Show every line of the data that contains the string "cloud".

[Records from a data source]
▶

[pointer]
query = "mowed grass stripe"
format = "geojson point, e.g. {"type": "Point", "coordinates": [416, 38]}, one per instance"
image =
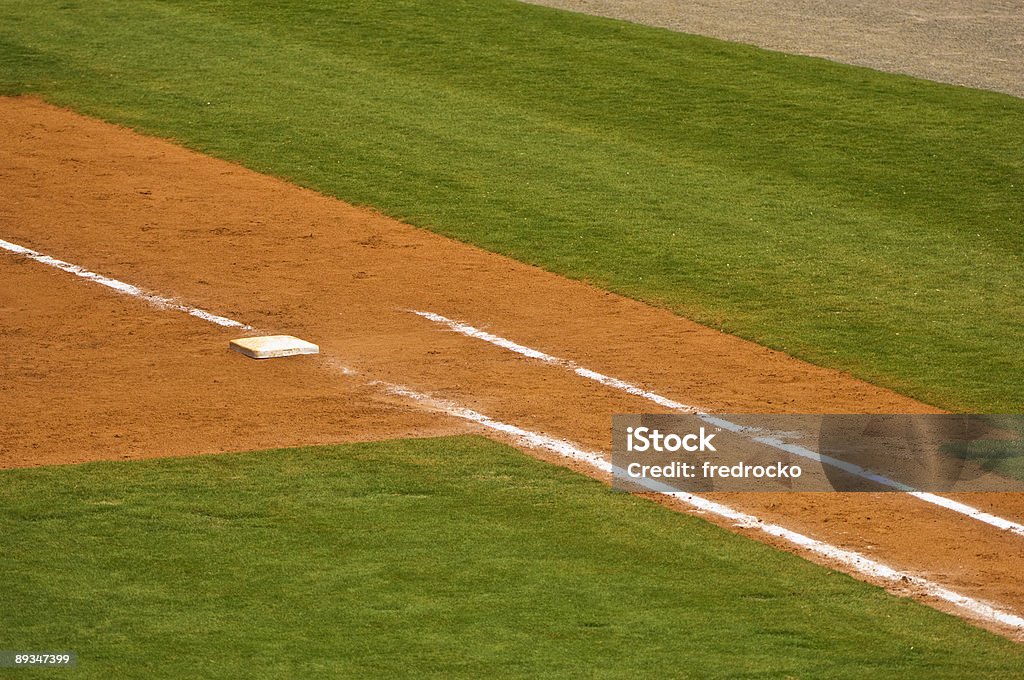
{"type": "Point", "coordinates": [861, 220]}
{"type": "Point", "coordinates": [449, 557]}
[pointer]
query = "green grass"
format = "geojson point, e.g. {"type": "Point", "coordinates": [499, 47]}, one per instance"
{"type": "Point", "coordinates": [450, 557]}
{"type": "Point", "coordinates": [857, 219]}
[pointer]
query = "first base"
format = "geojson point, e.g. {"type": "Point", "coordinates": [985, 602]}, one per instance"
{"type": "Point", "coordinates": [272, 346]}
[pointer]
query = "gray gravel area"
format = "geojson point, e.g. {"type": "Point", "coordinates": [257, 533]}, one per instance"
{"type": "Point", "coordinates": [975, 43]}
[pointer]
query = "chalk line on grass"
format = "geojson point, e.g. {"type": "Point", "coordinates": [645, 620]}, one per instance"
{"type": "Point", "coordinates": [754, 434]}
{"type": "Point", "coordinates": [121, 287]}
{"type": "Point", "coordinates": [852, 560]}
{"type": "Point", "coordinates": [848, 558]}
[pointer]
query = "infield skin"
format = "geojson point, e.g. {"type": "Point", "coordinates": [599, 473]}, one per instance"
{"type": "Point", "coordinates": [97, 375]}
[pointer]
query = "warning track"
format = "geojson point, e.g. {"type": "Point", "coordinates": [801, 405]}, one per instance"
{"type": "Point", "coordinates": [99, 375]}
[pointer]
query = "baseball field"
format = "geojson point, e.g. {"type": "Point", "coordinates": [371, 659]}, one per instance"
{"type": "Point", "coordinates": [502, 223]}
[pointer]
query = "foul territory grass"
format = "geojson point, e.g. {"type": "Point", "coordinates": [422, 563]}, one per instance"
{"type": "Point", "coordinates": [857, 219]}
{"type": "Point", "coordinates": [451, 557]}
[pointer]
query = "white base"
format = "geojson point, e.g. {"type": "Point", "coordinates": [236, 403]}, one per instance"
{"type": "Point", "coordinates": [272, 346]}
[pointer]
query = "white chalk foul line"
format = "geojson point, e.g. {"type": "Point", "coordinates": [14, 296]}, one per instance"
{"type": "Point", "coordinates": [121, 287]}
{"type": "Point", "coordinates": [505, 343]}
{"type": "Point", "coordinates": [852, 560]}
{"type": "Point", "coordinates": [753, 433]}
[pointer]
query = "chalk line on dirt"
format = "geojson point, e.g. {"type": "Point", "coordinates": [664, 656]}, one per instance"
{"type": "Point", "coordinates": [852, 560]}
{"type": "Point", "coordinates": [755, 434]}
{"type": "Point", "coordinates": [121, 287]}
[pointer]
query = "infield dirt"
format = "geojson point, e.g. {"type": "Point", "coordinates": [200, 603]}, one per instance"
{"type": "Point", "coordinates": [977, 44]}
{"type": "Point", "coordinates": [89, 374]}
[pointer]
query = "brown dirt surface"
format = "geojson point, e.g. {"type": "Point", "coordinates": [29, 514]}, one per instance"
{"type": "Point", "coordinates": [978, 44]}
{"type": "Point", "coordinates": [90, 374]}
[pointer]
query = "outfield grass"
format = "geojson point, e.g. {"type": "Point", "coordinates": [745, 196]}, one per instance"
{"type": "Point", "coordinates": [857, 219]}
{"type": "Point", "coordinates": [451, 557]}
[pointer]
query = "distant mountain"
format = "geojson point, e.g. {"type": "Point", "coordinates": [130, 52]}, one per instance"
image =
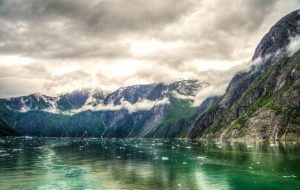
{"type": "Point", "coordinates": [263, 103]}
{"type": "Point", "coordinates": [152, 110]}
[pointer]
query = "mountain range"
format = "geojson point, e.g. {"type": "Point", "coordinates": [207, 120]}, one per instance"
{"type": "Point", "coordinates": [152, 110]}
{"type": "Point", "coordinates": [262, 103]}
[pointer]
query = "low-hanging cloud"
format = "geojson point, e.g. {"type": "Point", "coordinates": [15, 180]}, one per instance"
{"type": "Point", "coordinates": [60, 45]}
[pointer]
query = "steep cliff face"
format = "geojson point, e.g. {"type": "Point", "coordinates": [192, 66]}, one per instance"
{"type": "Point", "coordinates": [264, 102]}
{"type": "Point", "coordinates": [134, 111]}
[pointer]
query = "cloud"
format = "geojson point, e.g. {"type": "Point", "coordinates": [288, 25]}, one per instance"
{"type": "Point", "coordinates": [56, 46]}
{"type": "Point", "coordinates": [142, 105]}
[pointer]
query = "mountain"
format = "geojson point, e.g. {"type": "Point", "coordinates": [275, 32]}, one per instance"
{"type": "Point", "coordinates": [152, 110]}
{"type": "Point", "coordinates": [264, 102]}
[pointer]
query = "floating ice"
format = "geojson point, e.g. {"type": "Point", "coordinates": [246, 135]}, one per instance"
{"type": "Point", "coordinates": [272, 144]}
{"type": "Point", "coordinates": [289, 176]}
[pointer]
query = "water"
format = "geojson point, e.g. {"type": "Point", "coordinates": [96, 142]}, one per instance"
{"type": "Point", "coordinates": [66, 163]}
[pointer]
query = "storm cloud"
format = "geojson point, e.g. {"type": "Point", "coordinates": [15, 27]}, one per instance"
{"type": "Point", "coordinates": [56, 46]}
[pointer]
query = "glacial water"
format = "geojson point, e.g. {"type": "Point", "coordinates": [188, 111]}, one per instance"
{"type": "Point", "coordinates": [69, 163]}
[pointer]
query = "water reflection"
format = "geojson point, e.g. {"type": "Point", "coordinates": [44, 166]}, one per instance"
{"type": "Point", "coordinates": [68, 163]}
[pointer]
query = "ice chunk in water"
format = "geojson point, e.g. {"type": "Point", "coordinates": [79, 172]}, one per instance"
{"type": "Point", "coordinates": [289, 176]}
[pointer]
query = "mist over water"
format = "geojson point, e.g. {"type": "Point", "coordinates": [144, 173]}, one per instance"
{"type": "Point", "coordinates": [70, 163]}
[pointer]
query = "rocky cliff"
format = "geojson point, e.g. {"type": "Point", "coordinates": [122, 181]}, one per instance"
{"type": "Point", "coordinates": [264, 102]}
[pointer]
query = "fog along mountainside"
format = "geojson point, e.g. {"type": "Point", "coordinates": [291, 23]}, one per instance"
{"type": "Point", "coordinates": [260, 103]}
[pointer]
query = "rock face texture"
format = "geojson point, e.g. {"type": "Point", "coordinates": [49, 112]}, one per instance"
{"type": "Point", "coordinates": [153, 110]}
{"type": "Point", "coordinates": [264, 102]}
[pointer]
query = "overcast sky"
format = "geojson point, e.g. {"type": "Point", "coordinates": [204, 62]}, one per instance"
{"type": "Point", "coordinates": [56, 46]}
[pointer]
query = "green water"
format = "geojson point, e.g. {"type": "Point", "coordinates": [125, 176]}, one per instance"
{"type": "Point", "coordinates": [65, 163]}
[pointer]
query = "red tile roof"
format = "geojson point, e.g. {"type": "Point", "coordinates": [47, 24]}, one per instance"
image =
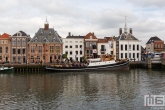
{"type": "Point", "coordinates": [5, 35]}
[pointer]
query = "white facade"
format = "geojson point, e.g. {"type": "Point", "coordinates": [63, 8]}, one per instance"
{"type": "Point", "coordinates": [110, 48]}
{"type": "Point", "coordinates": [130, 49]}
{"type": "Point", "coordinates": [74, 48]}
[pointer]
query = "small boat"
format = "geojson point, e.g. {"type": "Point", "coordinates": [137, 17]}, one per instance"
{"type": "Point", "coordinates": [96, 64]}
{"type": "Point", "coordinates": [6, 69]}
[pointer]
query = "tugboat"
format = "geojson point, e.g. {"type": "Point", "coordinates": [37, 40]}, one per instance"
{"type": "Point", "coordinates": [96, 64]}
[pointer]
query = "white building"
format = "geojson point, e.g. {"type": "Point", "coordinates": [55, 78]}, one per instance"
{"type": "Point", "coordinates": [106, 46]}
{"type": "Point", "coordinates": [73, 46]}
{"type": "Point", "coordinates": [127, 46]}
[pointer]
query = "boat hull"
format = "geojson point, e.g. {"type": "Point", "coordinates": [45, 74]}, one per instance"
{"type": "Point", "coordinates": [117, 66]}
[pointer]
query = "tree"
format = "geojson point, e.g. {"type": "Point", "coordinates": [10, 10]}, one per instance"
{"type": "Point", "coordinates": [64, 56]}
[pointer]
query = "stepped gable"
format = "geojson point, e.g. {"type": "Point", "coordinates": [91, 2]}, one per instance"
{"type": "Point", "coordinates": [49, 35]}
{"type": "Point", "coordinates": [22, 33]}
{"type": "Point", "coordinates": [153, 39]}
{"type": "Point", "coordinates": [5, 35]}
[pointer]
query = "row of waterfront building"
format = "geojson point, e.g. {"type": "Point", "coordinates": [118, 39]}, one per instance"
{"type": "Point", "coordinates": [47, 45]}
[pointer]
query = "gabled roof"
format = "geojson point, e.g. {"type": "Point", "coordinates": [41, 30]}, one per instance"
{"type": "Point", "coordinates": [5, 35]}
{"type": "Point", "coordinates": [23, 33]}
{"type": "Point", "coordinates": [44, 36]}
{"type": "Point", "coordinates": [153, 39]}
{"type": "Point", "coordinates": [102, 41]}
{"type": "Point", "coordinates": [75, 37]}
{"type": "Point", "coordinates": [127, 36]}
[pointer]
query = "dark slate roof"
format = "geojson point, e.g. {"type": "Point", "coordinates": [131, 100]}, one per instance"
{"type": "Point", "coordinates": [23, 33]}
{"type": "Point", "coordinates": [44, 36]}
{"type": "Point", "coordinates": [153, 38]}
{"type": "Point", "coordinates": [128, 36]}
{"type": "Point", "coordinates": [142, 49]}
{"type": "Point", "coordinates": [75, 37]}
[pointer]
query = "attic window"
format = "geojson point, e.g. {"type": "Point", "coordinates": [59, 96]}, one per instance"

◀

Solution to the problem:
query = "low-hanging cloud"
query = "cloud"
query = "storm cloud"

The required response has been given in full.